• Data for analysis
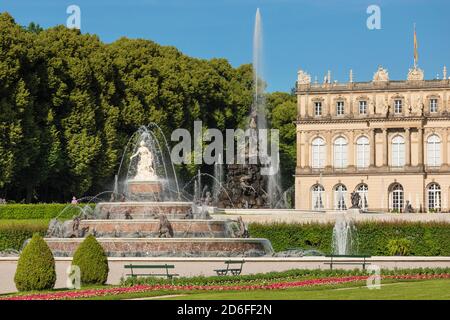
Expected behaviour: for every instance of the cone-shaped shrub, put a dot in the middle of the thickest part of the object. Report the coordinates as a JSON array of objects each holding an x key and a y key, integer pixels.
[
  {"x": 36, "y": 266},
  {"x": 91, "y": 259}
]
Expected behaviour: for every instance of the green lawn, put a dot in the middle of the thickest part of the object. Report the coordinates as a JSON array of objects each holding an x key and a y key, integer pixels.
[{"x": 429, "y": 289}]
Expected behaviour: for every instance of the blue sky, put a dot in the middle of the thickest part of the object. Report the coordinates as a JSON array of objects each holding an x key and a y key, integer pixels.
[{"x": 312, "y": 35}]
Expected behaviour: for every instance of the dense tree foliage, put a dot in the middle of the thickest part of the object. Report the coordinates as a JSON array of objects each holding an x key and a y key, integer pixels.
[{"x": 69, "y": 103}]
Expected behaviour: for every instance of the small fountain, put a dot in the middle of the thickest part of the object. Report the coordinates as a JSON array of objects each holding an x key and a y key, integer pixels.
[{"x": 344, "y": 236}]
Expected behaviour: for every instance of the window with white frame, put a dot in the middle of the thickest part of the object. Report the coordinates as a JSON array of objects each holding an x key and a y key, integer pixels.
[
  {"x": 362, "y": 107},
  {"x": 318, "y": 108},
  {"x": 339, "y": 197},
  {"x": 340, "y": 152},
  {"x": 398, "y": 151},
  {"x": 318, "y": 153},
  {"x": 340, "y": 108},
  {"x": 433, "y": 151},
  {"x": 433, "y": 105},
  {"x": 434, "y": 196},
  {"x": 317, "y": 197},
  {"x": 362, "y": 152},
  {"x": 397, "y": 106},
  {"x": 396, "y": 197},
  {"x": 363, "y": 191}
]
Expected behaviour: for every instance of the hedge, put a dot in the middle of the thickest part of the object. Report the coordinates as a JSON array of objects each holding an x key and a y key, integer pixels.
[
  {"x": 374, "y": 238},
  {"x": 14, "y": 233},
  {"x": 39, "y": 211}
]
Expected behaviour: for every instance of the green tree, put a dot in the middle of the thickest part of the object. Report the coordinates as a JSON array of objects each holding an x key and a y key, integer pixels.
[{"x": 36, "y": 266}]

• About this task
Pictures aside, print every line of the material exactly.

• Exercise result
Expected behaviour: for every instance of the cone-shaped shrub, put a dot in the middle of the thickest part of the object. Report the coordinates as a JSON array of objects each holding an x key and a y key, integer pixels.
[
  {"x": 36, "y": 266},
  {"x": 91, "y": 259}
]
Expected behaviour: for every instance of the green lawn, put a dot in the middle of the thickest part of the object. Report the coordinates as a JSON array of objects each holding an x key and a y key, integer pixels.
[{"x": 429, "y": 289}]
Expected behaviour: for every instance of the blue sky, put a dot in the middle of the thickest part of the object. Report the coordinates as a JSON array of objects each holding an x key and a y key, integer pixels.
[{"x": 312, "y": 35}]
Expected behaviour: for every instance of the dense tree foliage, put a dot in the middle of the thickest part of the object. Report the coordinates as a JSON array of objects each holding an x key and a y key, integer pixels.
[{"x": 69, "y": 103}]
Expected behaviour: for every instance of the small fountain, put a dot in the middle of the thickest part of the object. Report the coordinates as a JSON array of objects each holding an x key and a y key, integer pixels.
[{"x": 344, "y": 236}]
Expected behaviour: for every instance of the window with white frame, put a dot in the middle of the thickest part of the object. Report the coordinates as a JSON array of objects each holding an x key and a y key, integer pixels.
[
  {"x": 362, "y": 107},
  {"x": 318, "y": 108},
  {"x": 339, "y": 197},
  {"x": 340, "y": 152},
  {"x": 398, "y": 151},
  {"x": 318, "y": 153},
  {"x": 340, "y": 108},
  {"x": 433, "y": 151},
  {"x": 433, "y": 105},
  {"x": 434, "y": 196},
  {"x": 317, "y": 197},
  {"x": 362, "y": 152},
  {"x": 397, "y": 106},
  {"x": 396, "y": 197},
  {"x": 363, "y": 191}
]
Expected behaviour: for every instance of the hedge, put a dot in the middle of the thickest part of the object. Report the coordinates as a JSON array of objects each holding an x key and a y key, integer pixels.
[
  {"x": 374, "y": 238},
  {"x": 14, "y": 233},
  {"x": 39, "y": 211}
]
Expected behaviour: for every instance of the green tree, put a dot in the middle of the thickest part of the object. Report the coordinates as a JSON array of objects each holding an x key and a y key, integer pixels.
[{"x": 36, "y": 266}]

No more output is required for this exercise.